───── Record extracts

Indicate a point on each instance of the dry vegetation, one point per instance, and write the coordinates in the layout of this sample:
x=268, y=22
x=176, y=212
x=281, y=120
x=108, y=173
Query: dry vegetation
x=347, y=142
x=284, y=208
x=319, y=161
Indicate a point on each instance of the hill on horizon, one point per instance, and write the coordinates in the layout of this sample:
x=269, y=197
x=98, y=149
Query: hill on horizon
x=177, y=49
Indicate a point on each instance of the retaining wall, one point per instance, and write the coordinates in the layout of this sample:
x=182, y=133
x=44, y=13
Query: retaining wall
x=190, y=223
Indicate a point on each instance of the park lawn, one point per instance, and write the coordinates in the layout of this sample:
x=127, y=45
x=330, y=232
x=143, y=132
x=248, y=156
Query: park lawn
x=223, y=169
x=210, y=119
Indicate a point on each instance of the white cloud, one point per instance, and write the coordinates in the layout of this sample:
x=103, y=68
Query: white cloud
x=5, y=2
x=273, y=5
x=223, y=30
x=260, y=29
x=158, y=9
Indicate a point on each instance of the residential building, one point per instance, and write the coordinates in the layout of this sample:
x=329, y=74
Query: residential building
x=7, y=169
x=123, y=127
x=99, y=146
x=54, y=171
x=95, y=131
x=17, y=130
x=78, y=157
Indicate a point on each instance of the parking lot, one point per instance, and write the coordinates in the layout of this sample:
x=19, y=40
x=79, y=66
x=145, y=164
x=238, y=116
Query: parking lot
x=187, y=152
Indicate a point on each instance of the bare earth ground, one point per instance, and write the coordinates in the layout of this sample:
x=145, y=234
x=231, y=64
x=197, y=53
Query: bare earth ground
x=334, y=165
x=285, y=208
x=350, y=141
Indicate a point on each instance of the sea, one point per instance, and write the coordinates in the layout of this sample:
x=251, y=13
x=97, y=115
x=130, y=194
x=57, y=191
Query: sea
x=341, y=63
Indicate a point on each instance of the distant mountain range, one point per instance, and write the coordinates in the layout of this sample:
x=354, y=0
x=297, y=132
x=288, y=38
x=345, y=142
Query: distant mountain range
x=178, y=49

──────────

Exercise objective - Copy every item above line for line, with no changes to its wording, numbers or punctuation.

Response to the task -
Indicate a point on each instance of the dry vegetation, one point per instance, and write the coordinates in the layout of this sample:
x=268, y=22
x=176, y=212
x=281, y=120
x=108, y=173
Query: dry vegetation
x=347, y=142
x=284, y=208
x=319, y=161
Indicate a point on each instance of the hill on horizon, one point per instance, and write the coordinates in the layout of this sample:
x=269, y=197
x=98, y=149
Query: hill on horizon
x=177, y=49
Indicate a point on each instance of the retaining wall, one point per instance, and write the coordinates in the layout of this sample:
x=182, y=133
x=44, y=13
Query: retaining wall
x=190, y=223
Indicate a point on each instance of the park lawn, one point per instance, and write the coordinates in the layout of this sample:
x=127, y=45
x=330, y=232
x=143, y=132
x=248, y=156
Query: park lawn
x=223, y=169
x=210, y=119
Indicate a point on each instance of the white cloud, one point per instance, and write the coordinates in the layout of this sample:
x=103, y=68
Query: white cloud
x=5, y=2
x=273, y=5
x=223, y=30
x=260, y=29
x=158, y=9
Indicate a point on each instance of the residential building, one point per instance, and write the coordinates in the layout of this sample:
x=329, y=74
Query: residential building
x=7, y=169
x=123, y=127
x=99, y=146
x=54, y=171
x=95, y=131
x=17, y=130
x=78, y=157
Indicate a point on each instance of the parking lot, one point per instance, and write the coordinates in the layout of this sample:
x=19, y=40
x=79, y=66
x=145, y=164
x=238, y=116
Query: parking lot
x=187, y=152
Indicate a point on each instance of the bare earth ground, one point per instance, and write the coordinates in the layout of this sample:
x=145, y=234
x=231, y=64
x=197, y=53
Query: bare earth ground
x=334, y=165
x=285, y=208
x=350, y=141
Indicate a point on each instance of the sea, one point per instance, and write the coordinates in the layout of this sample:
x=251, y=13
x=97, y=115
x=130, y=194
x=57, y=191
Query: sea
x=341, y=63
Indicate a point on each instance of the distant mountain range, one point per instance, and write the coordinates in the layout of this sample:
x=354, y=0
x=297, y=132
x=288, y=38
x=345, y=142
Query: distant mountain range
x=178, y=49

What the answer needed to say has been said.